What you need to do
Write out all the entries word for word, but skip any images.

[Data records]
....................

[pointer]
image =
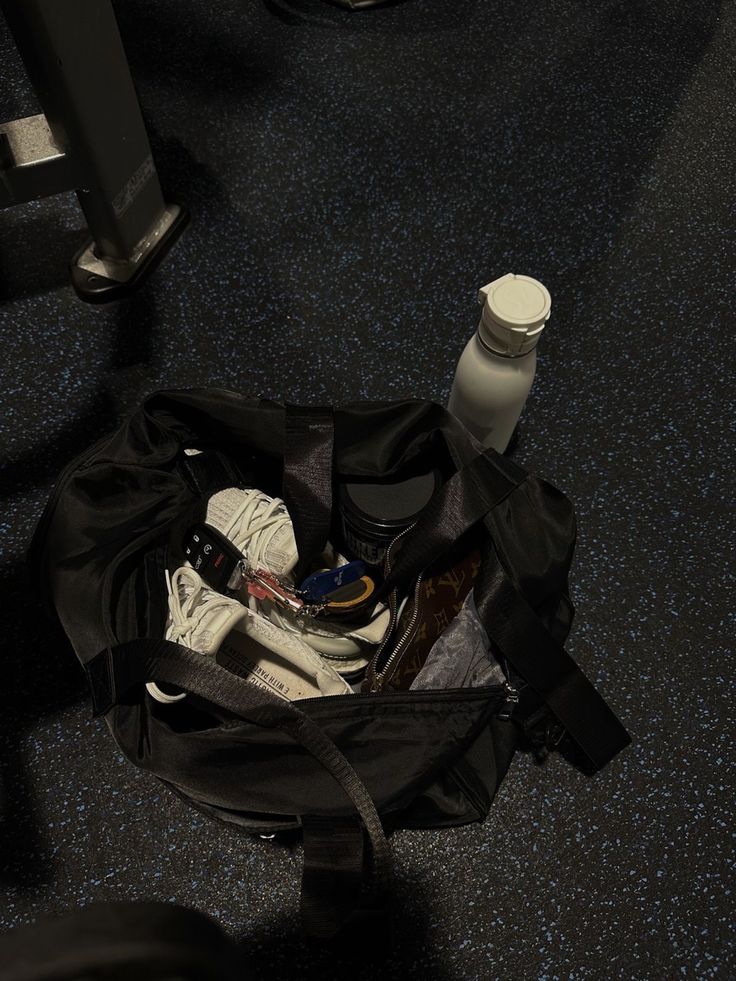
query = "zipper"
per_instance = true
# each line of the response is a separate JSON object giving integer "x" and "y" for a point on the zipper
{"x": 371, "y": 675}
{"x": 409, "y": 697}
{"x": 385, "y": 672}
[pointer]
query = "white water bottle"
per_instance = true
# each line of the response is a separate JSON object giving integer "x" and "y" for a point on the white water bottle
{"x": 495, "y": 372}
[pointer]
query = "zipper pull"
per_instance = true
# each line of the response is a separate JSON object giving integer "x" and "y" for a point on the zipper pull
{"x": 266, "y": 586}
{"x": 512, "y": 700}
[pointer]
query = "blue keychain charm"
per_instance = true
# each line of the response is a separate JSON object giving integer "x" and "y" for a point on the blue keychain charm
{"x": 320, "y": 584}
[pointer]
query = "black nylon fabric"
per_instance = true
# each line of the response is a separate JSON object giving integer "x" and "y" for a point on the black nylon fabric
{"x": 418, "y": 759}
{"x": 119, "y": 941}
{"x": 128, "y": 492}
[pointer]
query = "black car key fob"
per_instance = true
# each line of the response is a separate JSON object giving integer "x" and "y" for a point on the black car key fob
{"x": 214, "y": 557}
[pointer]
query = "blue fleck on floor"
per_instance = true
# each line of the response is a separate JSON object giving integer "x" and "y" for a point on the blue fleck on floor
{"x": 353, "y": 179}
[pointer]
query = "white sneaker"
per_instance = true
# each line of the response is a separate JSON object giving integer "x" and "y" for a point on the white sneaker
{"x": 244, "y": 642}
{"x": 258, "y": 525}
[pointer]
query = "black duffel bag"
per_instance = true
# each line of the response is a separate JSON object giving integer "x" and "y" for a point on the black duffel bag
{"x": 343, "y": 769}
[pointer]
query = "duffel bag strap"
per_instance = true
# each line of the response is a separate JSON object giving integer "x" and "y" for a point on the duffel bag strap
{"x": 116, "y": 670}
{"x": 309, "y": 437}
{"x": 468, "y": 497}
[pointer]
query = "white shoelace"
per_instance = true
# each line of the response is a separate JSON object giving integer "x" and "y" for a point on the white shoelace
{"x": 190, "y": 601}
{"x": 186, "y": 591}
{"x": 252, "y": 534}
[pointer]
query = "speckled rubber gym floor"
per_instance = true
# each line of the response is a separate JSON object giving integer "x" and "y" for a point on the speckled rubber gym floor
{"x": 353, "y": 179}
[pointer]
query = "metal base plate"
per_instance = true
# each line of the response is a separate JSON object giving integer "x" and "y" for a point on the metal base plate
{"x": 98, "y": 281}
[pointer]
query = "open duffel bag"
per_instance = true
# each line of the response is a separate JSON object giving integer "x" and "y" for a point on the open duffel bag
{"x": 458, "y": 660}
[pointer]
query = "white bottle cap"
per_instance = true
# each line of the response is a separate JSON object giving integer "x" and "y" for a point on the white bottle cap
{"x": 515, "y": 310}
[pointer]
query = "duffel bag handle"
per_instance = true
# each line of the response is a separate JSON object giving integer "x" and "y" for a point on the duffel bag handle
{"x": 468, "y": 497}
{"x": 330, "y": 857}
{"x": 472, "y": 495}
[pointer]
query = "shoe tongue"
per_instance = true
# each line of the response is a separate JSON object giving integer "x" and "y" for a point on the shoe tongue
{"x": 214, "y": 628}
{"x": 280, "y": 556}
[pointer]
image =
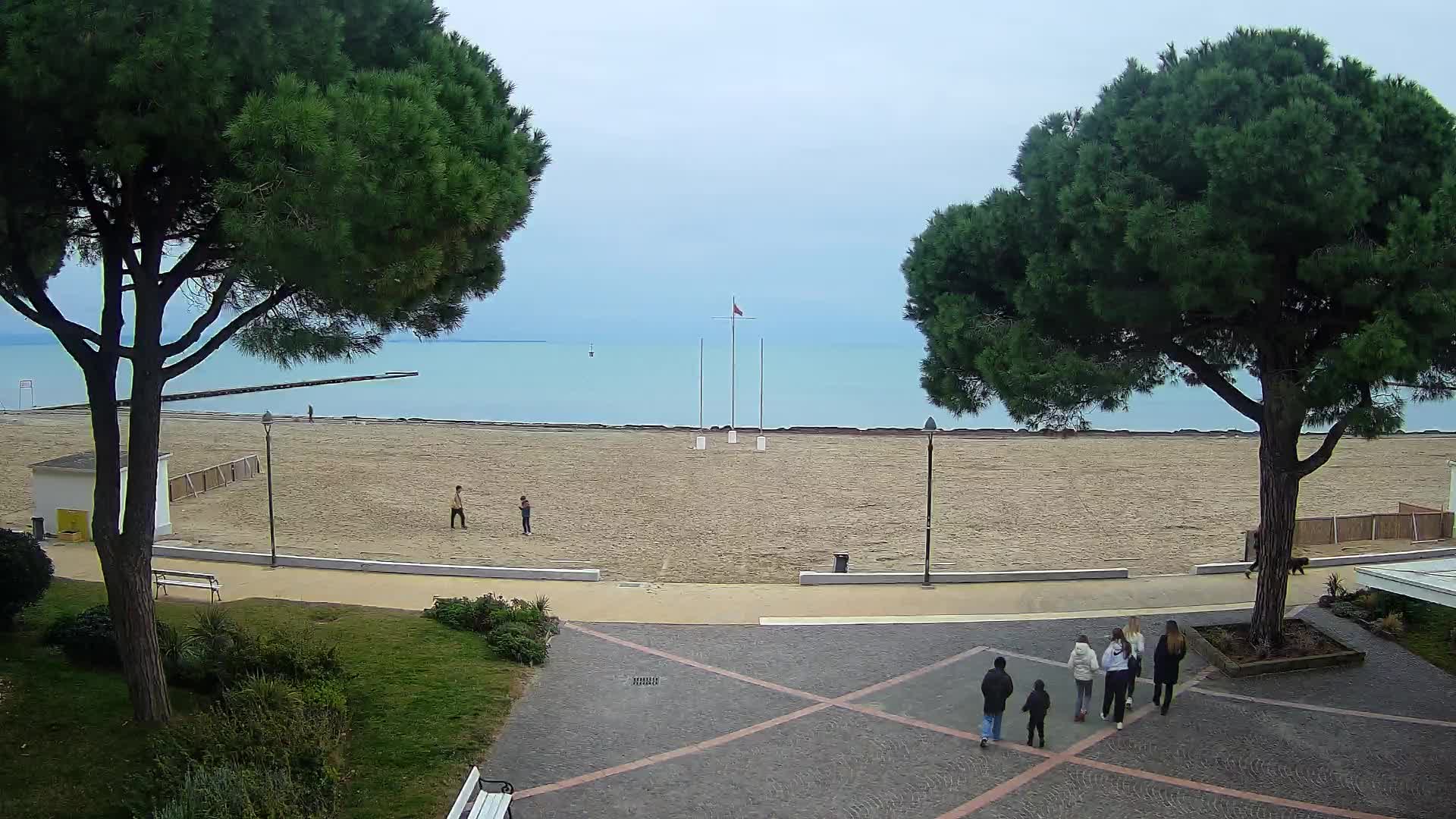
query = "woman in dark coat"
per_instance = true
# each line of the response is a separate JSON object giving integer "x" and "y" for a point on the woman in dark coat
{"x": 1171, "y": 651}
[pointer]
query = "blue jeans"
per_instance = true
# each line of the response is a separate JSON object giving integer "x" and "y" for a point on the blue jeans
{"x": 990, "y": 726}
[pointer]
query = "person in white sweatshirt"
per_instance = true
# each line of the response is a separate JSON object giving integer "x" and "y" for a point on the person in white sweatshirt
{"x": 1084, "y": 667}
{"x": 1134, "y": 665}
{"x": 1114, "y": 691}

....................

Solution
[pointer]
image =
query = "zipper"
per_instance = true
# each line of the response is a separate JSON object giving integer "x" and "y" for a point on the zipper
{"x": 371, "y": 675}
{"x": 409, "y": 697}
{"x": 385, "y": 672}
[pointer]
query = "white water bottle"
per_instance = true
# each line of the response is a separate JSON object giving integer "x" and "y" for a point on the white water bottle
{"x": 495, "y": 372}
[pointer]
query = "zipper pull"
per_instance = true
# each line of the response is a separate JSON object giving integer "x" and "y" for a point on the zipper pull
{"x": 266, "y": 586}
{"x": 512, "y": 700}
[pointer]
query = "blue keychain charm"
per_instance = true
# each line of the response is a separate JSON object giving integer "x" and "y" for a point on the blue keychain charm
{"x": 320, "y": 584}
[pointer]
query = "black nylon fabric"
per_instance = true
# each line of the response is a separate JSON object giving integer "x" and "y" for a point on the black nylon fabric
{"x": 418, "y": 759}
{"x": 119, "y": 941}
{"x": 128, "y": 492}
[pointer]
query = "black car key fob"
per_instance = true
# each line of the response is a separate JSON object giving integer "x" and "y" for a point on the black car key fob
{"x": 214, "y": 557}
[pointer]
query = "blue fleck on floor"
per_instance = true
# each line of the response is a separate JSON object giving integer "x" and "y" for a point on the blue fleck on floor
{"x": 353, "y": 179}
[pointer]
query = "white sneaker"
per_instance = true
# each line of the response is a separate JSON object giving integer "x" and "y" for a point on the white sneaker
{"x": 244, "y": 642}
{"x": 258, "y": 525}
[pointer]
query = "black duffel bag"
per_instance = true
# each line of the response is a separate JSON object giving integer "x" and "y" for a point on the black duffel bag
{"x": 343, "y": 769}
[pointer]
query = "duffel bag strap"
per_instance = true
# each line of the response is a separate JSON object giving integer "x" and "y" for a point on the duffel bag strap
{"x": 116, "y": 670}
{"x": 309, "y": 437}
{"x": 468, "y": 497}
[pointer]
query = "white shoelace"
per_instance = true
# each line of the response is a separate JSON object giving integer "x" and "y" for a point on the white shoelace
{"x": 190, "y": 601}
{"x": 186, "y": 591}
{"x": 252, "y": 534}
[pointer]
query = "speckled rubber gym floor"
per_instance = true
# each line of the response is a separate JSON object giving integer "x" and "y" for a point on the speckled rubber gym floor
{"x": 353, "y": 179}
[pointer]
query = "metal base plate"
per_instance = true
# each line of the response is a separate JSON object giving integer "x" and "y" for a point on the metal base plate
{"x": 98, "y": 281}
[pointer]
query = "open duffel bag"
per_instance = true
# each line of the response is a separate JSON object giving integer "x" and "y" for a point on the open duffel bag
{"x": 458, "y": 660}
[pointer]
query = "white bottle cap"
per_instance = true
# each line of the response is a separate JSON object giving integer "x" and "y" for a point on the white bottle cap
{"x": 515, "y": 310}
[pointer]
query = "duffel bag handle"
per_instance = true
# each line of the response is a separate JSON object giving integer "x" and "y" for a point on the duffel bag handle
{"x": 468, "y": 497}
{"x": 330, "y": 857}
{"x": 472, "y": 495}
[pointer]
query = "shoe tongue"
per_instance = true
# each line of the response is a separate JSON object giving integer "x" and "y" for a point on the shoe tongue
{"x": 214, "y": 628}
{"x": 280, "y": 556}
[pointer]
image =
query = "woman in dark coat"
per_instance = true
# each line of the response is a separate JSON object giving integer "x" and "y" for a point on the woman in dark coat
{"x": 1171, "y": 651}
[pointer]
query = "blue jeans"
per_instance = true
# each line of the response is a separate JSON object giving integer "x" and "y" for a point on the blue jeans
{"x": 990, "y": 726}
[pointer]
query = "person in white sweatshirt"
per_instance = true
# each line of the response is a separate JSON object giving integer "x" and "y" for a point on the person in white sweatshirt
{"x": 1084, "y": 667}
{"x": 1134, "y": 665}
{"x": 1114, "y": 691}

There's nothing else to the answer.